*Instruction*
Copy the entries below, swapping "orange leaf cluster" for "red leaf cluster" and changing nothing else.

*Rows from a dataset*

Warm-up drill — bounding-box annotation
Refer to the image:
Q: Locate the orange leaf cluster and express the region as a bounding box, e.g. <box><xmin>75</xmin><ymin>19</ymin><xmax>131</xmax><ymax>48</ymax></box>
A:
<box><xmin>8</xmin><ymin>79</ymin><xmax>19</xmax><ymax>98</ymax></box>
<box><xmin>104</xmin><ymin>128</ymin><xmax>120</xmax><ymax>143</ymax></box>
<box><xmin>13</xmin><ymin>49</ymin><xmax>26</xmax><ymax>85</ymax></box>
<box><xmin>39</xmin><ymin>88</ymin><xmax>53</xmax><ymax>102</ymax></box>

*Response to the task*
Warm-up drill — bounding-box annotation
Refer to the image:
Q: Locate the red leaf cluster and express the region as a bounding box, e.g. <box><xmin>75</xmin><ymin>19</ymin><xmax>131</xmax><ymax>48</ymax></box>
A:
<box><xmin>8</xmin><ymin>79</ymin><xmax>19</xmax><ymax>98</ymax></box>
<box><xmin>104</xmin><ymin>128</ymin><xmax>120</xmax><ymax>143</ymax></box>
<box><xmin>13</xmin><ymin>49</ymin><xmax>26</xmax><ymax>85</ymax></box>
<box><xmin>39</xmin><ymin>88</ymin><xmax>53</xmax><ymax>102</ymax></box>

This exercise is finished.